Getting a COVID-19 vaccine during pregnancy can help protect both mother and baby.
But does it matter which vaccine or at what stage of pregnancy a woman receives her shots? New research suggests it does, and that getting immunized earlier in pregnancy may be better.
In their study, investigators focused on maternal immune responses to the vaccine and the transfer of COVID antibodies to the fetus through the placenta.
“Our goal was to compare maternal antibody responses and transplacental transfer of antibody to the neonate with vaccination across all three trimesters of pregnancy, and across different vaccine platforms [Moderna, Pfizer, and Johnson & Johnson],” said study co-senior author Dr. Andrea Edlow, a maternal-fetal medicine specialist at Massachusetts General Hospital and an assistant professor of Obstetrics, Gynecology, and Reproductive Biology at Harvard Medical School.
“We hope to use this information to better counsel patients wondering about vaccination in the first versus the second or third trimester,” Edlow said in a hospital news release.
The researchers studied the antibody responses in 158 pregnant women who used Janssen’s adenovirus-based vaccine, Moderna’s mRNA vaccine and Pfizer’s mRNA vaccine. They also evaluated maternal and umbilical cord blood in 175 maternal-neonatal pairs.
The team found lower-functioning antibodies in women who received the adenovirus-based vaccine than in those who received the mRNA vaccines. It also found subtle advantages in antibody levels and function in women who received the Moderna vaccine over the Pfizer vaccine.
The mRNA vaccine-induced antibodies had higher levels and functions against the Alpha, Beta, Delta and Gamma variants, as well as vaccine-induced antibodies with neutralizing activity against Omicron.
Getting vaccinated in the first or third trimesters lead to more maternal immune responses relative to second-trimester vaccination. However, the transfer of antibodies to the fetus through the placenta was most efficient with first and second trimester vaccination.
“These data support the initial vaccine series early in pregnancy if it has not yet been administered, with possible boosting later in pregnancy if eligible, to optimize protective antibody titers for both mother and neonate,” said co-senior study author Galit Alter, a core member at the Ragon Institute of MGH, MIT and Harvard and a professor of medicine at Harvard Medical School.
The authors called for further research.
“Additional studies are needed to understand how to optimize maternal and neonatal immunity induced by vaccines in general during pregnancy,” said co-senior study author Dr. Kathryn Gray, an associate obstetrician at Brigham and Women’s Hospital in Boston and an assistant professor of obstetrics, gynecology, and reproductive biology at Harvard Medical School.
The findings were published in Nature Communications.
******
| Assigned task |
According to the article on COVID-19 vaccination during pregnancy, in which trimesters was the transfer of antibodies to the fetus through the placenta most efficient? Answer using only the information in the article on COVID-19 vaccination during pregnancy.

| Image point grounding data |
******
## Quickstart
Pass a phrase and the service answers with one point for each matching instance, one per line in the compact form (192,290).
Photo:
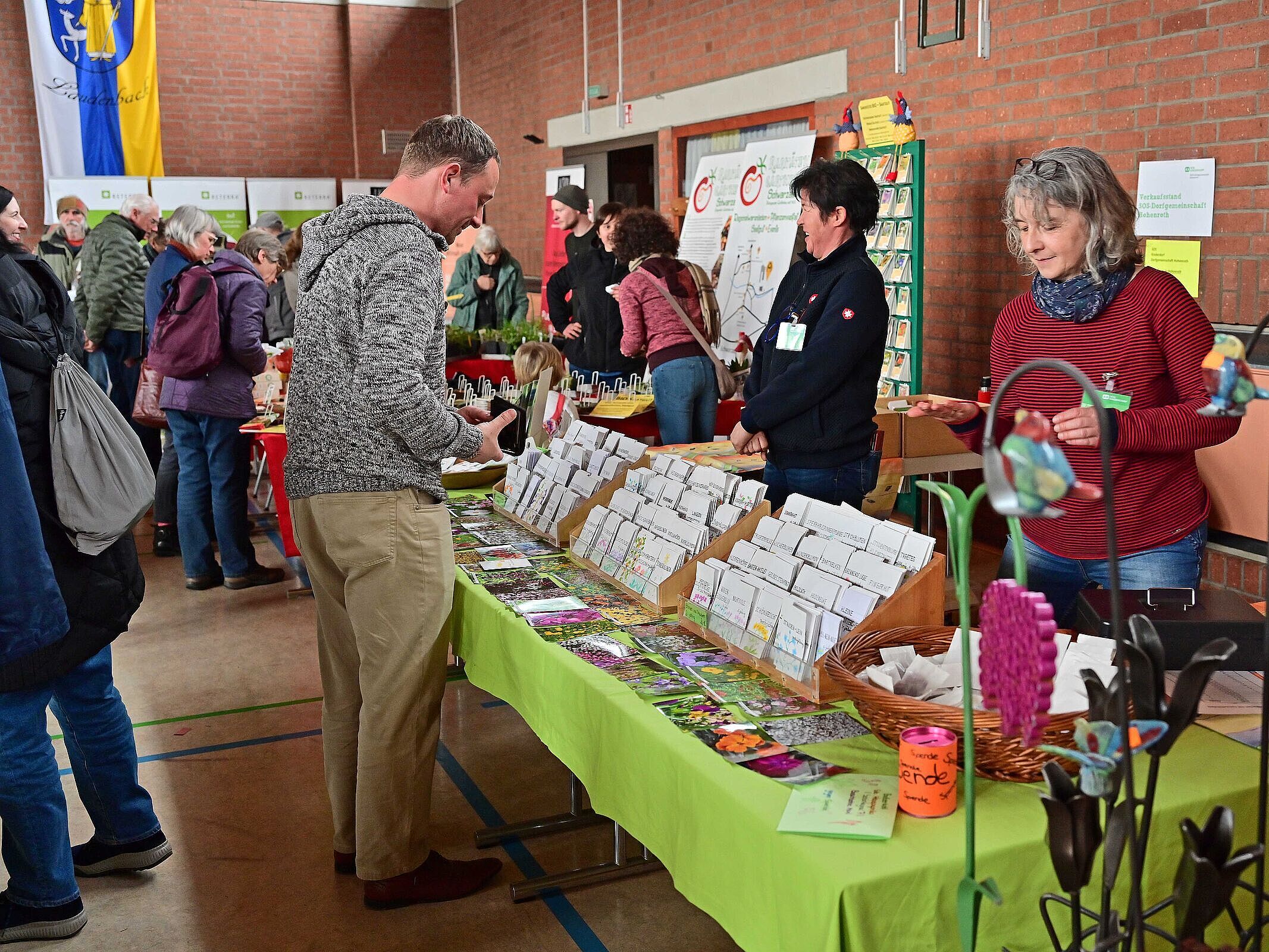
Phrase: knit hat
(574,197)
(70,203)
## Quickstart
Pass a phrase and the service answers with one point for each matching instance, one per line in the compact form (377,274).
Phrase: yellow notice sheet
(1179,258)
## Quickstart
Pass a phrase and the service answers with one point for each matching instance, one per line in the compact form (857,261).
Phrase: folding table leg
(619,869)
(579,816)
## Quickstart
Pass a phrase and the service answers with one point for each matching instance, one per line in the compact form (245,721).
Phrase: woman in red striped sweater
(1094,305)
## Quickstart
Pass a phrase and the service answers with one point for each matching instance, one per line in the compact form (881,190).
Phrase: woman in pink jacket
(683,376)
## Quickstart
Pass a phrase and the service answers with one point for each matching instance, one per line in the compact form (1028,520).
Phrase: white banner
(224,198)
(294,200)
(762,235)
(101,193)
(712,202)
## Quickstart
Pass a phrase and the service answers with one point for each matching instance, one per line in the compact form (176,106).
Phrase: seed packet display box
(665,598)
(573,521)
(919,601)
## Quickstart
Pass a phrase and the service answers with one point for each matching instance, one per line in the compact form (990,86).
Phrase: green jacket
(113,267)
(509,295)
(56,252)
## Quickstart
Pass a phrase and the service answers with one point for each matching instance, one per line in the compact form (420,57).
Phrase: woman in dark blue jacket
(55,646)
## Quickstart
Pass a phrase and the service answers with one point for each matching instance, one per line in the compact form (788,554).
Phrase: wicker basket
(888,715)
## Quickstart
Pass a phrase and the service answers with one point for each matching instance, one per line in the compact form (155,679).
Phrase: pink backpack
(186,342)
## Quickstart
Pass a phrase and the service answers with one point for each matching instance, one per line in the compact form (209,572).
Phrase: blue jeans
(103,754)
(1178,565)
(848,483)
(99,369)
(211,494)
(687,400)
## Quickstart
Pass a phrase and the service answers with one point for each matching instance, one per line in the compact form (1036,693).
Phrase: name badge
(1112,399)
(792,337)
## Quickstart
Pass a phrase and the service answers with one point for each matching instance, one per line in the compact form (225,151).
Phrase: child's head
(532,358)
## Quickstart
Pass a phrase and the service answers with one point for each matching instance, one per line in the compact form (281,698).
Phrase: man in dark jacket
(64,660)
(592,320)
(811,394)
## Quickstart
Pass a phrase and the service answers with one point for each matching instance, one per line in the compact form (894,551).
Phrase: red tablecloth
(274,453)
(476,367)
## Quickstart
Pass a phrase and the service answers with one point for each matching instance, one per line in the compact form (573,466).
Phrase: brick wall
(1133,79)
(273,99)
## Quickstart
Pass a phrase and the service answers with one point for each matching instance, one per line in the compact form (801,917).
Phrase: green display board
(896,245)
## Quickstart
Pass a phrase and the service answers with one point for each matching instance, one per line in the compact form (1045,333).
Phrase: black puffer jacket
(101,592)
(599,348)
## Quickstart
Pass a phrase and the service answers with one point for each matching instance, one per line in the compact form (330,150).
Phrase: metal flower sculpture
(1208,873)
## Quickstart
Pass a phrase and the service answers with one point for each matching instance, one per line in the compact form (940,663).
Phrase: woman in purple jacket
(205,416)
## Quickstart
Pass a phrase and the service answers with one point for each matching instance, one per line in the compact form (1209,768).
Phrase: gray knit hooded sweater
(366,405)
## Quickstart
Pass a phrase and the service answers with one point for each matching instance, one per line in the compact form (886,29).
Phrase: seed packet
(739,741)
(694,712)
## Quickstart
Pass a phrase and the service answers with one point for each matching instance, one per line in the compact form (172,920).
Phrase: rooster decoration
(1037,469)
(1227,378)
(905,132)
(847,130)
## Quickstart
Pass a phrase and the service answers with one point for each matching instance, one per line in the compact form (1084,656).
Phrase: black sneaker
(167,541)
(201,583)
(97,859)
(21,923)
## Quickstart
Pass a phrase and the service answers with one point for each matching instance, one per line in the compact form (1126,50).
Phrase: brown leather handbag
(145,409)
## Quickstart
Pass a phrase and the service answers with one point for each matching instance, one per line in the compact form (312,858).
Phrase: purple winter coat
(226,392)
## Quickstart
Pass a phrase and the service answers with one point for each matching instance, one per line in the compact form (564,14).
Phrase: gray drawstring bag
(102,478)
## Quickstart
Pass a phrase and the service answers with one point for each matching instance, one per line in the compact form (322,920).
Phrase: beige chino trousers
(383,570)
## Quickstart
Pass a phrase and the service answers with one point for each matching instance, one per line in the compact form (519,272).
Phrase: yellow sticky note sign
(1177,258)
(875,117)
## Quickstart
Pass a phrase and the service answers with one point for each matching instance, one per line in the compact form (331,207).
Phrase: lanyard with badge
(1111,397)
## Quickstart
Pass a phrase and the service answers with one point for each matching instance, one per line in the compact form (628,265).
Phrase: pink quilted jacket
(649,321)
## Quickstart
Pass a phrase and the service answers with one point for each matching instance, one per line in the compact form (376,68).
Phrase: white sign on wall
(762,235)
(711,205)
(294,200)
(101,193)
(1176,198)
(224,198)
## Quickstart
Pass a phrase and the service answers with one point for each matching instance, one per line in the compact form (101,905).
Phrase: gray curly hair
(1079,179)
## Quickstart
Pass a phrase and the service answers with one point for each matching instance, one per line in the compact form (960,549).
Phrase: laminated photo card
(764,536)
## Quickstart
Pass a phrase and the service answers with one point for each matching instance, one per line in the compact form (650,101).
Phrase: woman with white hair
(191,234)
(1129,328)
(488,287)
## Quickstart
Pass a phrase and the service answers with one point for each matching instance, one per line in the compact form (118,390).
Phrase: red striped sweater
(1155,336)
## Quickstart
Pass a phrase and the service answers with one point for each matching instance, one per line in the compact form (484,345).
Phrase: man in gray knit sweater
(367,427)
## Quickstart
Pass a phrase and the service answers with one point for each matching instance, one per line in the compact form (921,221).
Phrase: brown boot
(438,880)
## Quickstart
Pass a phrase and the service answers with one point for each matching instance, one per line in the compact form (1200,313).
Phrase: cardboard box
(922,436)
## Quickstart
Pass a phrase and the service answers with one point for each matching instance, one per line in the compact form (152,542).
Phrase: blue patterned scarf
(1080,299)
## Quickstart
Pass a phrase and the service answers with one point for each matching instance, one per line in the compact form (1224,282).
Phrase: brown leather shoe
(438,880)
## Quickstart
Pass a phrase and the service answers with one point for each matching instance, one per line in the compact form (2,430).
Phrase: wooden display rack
******
| Task solution |
The first and second trimesters.